▶ Dataset content

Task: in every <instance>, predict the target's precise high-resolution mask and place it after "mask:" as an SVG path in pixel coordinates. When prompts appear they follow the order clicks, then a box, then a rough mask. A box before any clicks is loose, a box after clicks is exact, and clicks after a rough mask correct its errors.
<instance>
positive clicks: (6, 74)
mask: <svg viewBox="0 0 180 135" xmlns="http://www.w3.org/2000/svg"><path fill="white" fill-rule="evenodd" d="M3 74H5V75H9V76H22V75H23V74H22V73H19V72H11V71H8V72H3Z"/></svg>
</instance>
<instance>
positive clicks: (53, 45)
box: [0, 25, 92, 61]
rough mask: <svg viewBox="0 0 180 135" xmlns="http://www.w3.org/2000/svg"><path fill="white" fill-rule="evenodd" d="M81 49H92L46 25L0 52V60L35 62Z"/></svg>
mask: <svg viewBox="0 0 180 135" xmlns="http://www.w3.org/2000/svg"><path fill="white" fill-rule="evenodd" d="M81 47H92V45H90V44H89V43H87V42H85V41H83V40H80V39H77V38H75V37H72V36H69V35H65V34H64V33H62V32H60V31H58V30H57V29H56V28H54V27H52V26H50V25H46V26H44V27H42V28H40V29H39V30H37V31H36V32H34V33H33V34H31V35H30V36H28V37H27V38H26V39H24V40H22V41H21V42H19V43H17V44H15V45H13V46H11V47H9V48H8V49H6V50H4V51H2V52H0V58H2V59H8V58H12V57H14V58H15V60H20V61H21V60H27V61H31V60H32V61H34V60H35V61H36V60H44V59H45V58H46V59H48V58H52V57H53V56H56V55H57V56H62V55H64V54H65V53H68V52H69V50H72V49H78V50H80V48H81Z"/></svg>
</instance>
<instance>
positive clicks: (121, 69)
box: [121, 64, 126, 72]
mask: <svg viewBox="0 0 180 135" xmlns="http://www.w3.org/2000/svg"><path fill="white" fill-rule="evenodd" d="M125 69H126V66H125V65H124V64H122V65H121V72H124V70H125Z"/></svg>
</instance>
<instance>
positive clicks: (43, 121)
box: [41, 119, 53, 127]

==

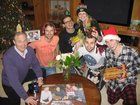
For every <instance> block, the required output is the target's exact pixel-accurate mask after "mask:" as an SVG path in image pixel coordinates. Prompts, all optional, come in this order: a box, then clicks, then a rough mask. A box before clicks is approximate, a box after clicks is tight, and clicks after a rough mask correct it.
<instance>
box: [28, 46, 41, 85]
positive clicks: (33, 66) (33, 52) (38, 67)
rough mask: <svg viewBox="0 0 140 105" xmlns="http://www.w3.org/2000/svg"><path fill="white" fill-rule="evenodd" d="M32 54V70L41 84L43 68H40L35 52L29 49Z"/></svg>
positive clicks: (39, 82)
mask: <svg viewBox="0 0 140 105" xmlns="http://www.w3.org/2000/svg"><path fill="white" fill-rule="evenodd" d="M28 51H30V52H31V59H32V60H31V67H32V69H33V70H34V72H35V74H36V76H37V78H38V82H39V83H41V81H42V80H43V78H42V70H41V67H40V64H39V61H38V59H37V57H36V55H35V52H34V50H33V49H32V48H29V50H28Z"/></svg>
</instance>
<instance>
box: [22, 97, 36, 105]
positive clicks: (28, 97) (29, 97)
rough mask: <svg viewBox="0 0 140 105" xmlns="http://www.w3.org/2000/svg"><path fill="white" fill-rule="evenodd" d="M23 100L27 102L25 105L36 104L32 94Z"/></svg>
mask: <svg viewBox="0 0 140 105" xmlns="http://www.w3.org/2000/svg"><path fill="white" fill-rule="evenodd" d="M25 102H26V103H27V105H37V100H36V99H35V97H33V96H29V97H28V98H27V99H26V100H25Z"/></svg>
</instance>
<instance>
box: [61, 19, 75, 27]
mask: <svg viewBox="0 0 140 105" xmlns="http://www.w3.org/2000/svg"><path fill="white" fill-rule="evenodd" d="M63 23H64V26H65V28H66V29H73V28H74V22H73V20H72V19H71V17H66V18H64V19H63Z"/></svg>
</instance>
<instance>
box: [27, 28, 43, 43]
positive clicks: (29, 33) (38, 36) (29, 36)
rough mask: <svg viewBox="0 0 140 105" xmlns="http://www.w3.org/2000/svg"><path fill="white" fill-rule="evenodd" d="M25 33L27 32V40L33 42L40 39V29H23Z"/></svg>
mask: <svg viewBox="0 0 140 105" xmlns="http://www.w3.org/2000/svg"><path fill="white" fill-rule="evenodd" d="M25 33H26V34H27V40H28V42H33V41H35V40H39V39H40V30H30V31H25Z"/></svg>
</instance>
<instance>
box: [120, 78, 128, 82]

▶ Exercise details
Working from the material above, restate word for word the lines between the line with "49H92L46 25L0 52V60L35" and the line with "positive clicks: (121, 69)", both included, and only those.

▶ Output of the task
rough mask: <svg viewBox="0 0 180 135" xmlns="http://www.w3.org/2000/svg"><path fill="white" fill-rule="evenodd" d="M81 49H92L46 25L0 52V60L35 62Z"/></svg>
mask: <svg viewBox="0 0 180 135" xmlns="http://www.w3.org/2000/svg"><path fill="white" fill-rule="evenodd" d="M81 47H92V45H90V44H89V43H87V42H85V41H83V40H80V39H77V38H75V37H72V36H69V35H65V34H64V33H62V32H60V31H58V30H57V29H56V28H54V27H52V26H50V25H46V26H44V27H42V28H40V29H39V30H37V31H36V32H34V33H33V34H31V35H30V36H28V37H27V38H26V39H24V40H22V41H21V42H19V43H17V44H15V45H13V46H11V47H9V48H8V49H6V50H4V51H2V52H0V58H2V59H8V58H12V57H14V58H15V60H20V61H21V60H27V61H31V60H32V61H34V60H35V61H36V60H44V59H45V58H46V59H48V58H52V57H53V56H56V55H57V56H62V55H64V54H65V53H68V52H69V50H72V49H78V50H80V48H81Z"/></svg>
</instance>
<instance>
positive clicks: (121, 69)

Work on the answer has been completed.